-- START PROVIDED ENTRIES --

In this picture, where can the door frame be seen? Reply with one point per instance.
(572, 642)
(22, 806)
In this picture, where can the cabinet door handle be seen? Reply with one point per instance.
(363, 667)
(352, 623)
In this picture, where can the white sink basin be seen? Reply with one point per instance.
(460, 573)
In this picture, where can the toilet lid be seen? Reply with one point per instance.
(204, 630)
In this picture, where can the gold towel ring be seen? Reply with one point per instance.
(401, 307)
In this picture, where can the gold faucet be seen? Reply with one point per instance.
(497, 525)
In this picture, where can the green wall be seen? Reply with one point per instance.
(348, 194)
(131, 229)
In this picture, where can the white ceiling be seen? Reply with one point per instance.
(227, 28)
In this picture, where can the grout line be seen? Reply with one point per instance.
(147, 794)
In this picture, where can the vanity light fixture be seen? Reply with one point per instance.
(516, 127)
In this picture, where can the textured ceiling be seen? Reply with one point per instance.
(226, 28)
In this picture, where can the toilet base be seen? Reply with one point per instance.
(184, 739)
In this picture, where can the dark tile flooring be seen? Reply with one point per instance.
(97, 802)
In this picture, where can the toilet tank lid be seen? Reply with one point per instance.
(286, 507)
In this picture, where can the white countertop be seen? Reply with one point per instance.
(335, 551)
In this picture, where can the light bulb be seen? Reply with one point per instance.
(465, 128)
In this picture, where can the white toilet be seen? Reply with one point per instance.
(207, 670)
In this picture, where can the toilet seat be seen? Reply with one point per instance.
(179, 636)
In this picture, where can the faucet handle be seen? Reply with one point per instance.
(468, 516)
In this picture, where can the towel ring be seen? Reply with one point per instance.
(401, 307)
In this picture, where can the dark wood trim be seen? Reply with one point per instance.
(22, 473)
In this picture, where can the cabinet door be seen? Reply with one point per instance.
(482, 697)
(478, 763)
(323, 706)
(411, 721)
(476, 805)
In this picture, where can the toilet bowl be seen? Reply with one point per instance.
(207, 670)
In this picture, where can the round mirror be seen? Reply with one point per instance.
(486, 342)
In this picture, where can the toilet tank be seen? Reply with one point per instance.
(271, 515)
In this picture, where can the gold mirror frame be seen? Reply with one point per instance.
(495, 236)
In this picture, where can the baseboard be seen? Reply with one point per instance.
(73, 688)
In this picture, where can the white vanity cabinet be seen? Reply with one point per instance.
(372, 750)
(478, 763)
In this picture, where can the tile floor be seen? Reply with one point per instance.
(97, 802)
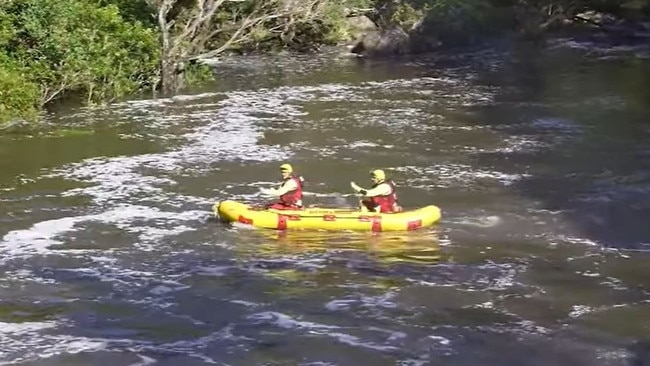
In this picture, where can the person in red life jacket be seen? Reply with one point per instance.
(289, 192)
(381, 197)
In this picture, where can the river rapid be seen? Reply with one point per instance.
(538, 158)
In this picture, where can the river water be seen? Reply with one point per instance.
(539, 160)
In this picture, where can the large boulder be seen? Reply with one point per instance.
(389, 42)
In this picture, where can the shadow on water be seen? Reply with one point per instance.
(640, 354)
(584, 118)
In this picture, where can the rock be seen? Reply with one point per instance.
(361, 24)
(390, 42)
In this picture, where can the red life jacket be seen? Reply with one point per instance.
(387, 203)
(293, 198)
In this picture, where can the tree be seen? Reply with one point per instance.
(198, 29)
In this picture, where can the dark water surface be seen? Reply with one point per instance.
(539, 159)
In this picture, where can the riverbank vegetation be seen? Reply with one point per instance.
(99, 51)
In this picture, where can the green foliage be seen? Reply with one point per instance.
(133, 10)
(18, 97)
(77, 46)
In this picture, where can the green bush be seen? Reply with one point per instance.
(18, 97)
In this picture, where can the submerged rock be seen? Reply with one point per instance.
(393, 41)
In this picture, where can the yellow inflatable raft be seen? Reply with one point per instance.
(326, 218)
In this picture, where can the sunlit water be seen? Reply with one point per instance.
(540, 161)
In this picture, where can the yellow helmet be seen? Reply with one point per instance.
(378, 174)
(286, 168)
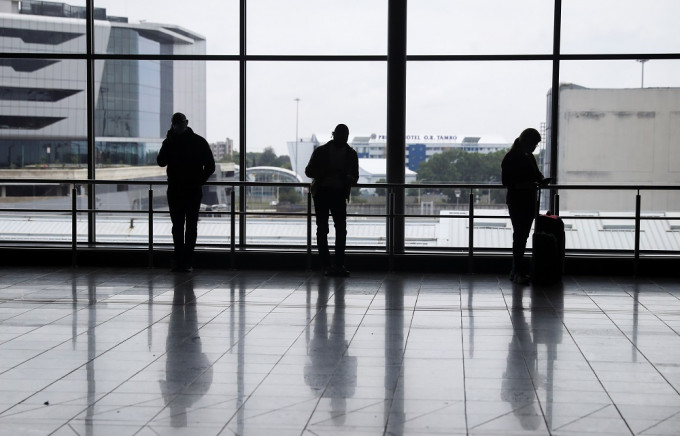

-- END PROVIDED ENTRIES --

- **WHAT IS EXPECTED**: Starting with the line that contains "In this picture, where can the yellow inflatable" and going on through the end of the items, write those lines out again, item text included. Multiply every point coordinate in the answers by 0.25, round each to a whole number with halves rounded up, and leave the pictures out.

- **RESULT FOR THIS EXERCISE**:
In this picture, where can the yellow inflatable raft be seen? Reply with one point per instance.
(82, 55)
In this picture, where can the sunlit water be seen? Reply with one point per instance.
(135, 40)
In this picture, where can the yellow helmet be seen? Reply with one point per instance.
(95, 44)
(72, 42)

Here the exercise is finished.